* start DATA EXCERPTS *

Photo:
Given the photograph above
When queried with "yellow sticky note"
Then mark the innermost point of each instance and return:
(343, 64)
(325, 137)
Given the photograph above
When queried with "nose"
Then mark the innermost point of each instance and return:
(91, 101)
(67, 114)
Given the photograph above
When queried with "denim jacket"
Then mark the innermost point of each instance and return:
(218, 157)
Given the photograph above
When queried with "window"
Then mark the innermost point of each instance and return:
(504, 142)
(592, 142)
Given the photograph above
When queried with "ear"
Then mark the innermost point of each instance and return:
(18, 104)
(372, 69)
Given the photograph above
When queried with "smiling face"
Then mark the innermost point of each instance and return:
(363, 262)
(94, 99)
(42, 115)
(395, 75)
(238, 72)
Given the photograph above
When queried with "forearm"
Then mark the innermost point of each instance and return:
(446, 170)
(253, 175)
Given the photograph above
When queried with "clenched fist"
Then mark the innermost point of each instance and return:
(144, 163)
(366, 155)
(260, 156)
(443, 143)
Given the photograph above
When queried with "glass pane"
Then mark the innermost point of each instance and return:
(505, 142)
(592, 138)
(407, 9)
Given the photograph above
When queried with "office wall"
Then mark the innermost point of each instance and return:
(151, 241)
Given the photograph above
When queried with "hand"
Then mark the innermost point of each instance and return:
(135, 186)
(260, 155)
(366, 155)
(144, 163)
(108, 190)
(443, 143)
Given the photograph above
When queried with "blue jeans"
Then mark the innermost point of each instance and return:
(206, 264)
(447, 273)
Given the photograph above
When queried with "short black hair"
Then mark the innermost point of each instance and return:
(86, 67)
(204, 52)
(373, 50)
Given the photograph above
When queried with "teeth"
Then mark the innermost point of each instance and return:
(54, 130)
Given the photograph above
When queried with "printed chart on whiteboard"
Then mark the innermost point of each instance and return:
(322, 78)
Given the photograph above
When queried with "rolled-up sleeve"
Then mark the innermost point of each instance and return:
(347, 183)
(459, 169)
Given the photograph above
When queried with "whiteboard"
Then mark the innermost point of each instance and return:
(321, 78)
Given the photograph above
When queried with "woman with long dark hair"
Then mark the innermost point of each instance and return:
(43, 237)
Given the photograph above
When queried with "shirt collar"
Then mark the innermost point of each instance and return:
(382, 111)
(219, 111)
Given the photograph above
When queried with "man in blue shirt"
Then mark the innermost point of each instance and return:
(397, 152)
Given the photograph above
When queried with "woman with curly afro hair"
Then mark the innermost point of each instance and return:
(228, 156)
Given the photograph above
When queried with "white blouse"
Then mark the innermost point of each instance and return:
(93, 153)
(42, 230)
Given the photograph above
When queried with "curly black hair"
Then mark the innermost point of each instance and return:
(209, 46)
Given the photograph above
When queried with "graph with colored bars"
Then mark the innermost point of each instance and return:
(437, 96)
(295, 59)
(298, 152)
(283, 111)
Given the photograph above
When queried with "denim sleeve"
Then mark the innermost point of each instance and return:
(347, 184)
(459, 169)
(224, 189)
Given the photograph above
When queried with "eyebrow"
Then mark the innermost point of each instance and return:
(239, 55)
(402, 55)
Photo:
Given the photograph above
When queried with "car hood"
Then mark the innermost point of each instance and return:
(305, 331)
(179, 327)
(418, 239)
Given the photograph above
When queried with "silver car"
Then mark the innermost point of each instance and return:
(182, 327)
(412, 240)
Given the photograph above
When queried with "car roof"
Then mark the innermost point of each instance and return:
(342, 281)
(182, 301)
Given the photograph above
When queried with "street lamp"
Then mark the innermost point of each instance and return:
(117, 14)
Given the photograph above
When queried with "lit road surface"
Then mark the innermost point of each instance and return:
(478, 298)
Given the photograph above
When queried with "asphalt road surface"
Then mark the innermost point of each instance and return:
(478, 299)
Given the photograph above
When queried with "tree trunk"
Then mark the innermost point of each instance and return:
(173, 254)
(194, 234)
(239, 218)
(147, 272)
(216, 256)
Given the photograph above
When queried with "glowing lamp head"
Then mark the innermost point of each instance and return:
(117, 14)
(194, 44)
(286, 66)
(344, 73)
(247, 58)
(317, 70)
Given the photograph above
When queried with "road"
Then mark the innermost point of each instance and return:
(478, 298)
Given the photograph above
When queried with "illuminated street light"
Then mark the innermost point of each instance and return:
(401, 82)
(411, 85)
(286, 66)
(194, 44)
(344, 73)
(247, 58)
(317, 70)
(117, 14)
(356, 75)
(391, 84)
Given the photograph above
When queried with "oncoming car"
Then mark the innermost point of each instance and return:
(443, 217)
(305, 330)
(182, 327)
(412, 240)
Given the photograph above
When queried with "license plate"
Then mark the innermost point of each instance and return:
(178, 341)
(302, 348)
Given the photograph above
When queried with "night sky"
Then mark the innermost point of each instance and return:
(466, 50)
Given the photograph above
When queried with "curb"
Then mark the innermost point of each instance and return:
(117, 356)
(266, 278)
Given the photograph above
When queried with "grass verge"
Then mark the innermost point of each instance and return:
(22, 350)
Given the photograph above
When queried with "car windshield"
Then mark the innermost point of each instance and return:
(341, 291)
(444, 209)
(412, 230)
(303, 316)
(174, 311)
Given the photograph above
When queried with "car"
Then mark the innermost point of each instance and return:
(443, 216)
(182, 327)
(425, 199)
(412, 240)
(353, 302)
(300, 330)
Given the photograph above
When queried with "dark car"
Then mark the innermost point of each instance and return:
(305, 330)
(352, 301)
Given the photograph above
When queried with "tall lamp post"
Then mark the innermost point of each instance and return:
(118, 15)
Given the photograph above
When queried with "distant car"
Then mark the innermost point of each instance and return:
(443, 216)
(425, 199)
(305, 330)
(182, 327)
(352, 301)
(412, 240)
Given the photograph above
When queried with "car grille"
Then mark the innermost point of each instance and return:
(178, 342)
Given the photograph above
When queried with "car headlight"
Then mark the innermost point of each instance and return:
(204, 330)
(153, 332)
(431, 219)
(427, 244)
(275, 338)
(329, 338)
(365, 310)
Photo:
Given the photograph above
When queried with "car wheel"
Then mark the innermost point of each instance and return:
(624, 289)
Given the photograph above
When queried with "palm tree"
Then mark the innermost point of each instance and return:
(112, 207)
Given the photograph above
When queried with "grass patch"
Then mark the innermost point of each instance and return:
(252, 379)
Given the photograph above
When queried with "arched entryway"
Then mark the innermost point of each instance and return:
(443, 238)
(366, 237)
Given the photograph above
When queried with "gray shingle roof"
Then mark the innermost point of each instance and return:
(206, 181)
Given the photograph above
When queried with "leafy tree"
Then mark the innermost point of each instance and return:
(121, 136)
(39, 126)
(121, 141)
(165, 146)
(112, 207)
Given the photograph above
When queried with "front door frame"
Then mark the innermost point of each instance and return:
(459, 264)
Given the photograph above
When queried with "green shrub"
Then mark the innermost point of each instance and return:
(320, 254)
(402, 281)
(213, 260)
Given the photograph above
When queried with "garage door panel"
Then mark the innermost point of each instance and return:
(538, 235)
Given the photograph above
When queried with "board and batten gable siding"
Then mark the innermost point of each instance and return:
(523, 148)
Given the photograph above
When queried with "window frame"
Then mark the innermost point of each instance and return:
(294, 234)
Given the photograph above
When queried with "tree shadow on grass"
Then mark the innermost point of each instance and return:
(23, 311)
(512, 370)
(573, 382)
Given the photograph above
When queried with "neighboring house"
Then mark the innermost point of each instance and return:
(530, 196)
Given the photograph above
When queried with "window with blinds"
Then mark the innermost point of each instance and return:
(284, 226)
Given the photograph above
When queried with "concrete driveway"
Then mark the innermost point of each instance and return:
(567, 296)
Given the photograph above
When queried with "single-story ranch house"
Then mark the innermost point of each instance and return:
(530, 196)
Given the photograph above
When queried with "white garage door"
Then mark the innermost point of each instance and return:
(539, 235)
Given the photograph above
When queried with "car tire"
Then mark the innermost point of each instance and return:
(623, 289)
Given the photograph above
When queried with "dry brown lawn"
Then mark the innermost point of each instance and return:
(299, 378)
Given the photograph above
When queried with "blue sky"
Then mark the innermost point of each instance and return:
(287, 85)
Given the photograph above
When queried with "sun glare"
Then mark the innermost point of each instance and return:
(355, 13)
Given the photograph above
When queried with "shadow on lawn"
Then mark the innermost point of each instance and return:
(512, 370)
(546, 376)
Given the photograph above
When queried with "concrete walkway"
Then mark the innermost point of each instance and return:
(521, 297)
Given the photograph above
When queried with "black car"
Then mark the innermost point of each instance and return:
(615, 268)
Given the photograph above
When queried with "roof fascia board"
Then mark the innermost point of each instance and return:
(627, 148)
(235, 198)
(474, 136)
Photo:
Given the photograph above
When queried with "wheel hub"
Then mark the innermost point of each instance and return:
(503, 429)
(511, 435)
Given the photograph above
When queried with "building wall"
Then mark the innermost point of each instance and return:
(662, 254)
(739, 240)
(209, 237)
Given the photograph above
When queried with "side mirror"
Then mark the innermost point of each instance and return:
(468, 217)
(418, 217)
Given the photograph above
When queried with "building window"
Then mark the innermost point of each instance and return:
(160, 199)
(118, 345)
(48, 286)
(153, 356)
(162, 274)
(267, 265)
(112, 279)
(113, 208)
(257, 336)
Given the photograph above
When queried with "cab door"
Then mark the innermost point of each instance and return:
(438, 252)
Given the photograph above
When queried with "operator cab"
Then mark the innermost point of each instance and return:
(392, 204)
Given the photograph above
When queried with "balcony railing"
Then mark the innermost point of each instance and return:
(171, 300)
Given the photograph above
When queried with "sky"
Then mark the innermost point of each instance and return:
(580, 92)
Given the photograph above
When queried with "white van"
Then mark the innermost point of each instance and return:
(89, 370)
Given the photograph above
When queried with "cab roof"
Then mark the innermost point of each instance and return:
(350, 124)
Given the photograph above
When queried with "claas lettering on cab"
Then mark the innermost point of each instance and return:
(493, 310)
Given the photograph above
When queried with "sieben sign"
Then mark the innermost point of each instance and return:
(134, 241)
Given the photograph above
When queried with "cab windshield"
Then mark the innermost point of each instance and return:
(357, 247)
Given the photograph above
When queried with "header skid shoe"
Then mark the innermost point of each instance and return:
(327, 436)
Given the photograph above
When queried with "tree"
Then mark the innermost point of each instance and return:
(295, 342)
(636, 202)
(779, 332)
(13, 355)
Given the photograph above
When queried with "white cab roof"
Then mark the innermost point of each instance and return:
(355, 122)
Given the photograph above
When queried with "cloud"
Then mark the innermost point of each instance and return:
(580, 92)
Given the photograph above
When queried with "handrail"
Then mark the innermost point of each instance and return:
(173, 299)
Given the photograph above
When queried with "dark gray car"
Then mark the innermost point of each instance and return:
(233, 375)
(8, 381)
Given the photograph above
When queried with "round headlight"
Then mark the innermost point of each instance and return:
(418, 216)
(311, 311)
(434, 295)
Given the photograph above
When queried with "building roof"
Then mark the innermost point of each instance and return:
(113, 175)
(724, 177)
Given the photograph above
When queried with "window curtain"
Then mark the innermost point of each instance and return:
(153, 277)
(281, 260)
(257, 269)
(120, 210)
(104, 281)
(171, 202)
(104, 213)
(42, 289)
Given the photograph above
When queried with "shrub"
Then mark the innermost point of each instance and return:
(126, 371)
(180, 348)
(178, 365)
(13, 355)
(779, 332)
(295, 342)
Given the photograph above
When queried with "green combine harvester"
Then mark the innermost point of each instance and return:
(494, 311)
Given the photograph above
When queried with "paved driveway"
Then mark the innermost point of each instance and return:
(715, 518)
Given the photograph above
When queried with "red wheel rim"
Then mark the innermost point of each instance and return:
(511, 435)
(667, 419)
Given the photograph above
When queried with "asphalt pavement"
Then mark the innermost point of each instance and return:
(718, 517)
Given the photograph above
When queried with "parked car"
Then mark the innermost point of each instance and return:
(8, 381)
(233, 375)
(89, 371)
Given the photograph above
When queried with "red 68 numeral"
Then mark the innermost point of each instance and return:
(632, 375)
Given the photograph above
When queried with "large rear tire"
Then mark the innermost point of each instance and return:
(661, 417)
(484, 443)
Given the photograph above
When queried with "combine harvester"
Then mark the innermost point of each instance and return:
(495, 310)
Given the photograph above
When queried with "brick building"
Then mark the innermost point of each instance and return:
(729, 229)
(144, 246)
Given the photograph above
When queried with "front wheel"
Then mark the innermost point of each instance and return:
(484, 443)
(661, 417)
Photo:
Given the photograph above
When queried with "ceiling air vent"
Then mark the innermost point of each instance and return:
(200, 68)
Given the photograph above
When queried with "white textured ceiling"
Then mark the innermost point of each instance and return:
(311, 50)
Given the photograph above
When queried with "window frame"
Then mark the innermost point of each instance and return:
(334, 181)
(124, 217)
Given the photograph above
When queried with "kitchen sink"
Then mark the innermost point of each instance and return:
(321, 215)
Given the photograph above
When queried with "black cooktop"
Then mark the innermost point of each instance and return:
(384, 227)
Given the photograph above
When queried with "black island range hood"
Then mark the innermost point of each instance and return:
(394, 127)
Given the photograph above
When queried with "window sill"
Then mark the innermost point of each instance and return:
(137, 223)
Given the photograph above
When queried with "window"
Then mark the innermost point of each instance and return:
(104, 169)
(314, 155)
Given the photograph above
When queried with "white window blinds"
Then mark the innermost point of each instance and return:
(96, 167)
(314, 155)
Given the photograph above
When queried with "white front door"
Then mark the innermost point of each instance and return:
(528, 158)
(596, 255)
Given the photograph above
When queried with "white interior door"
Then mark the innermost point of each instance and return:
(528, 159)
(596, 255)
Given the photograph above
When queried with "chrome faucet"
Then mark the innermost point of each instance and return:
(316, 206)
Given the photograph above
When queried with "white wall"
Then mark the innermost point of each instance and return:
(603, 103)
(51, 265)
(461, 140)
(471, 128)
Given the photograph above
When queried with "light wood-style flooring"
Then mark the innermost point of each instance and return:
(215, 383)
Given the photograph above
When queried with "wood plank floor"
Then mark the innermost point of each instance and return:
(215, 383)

* end DATA EXCERPTS *

JOB =>
Identify every line in the data above that contains the word "driveway" and copy each one out. Case counts.

EXERCISE SOLUTION =>
When queried with "concrete driveway"
When queried with "paved driveway"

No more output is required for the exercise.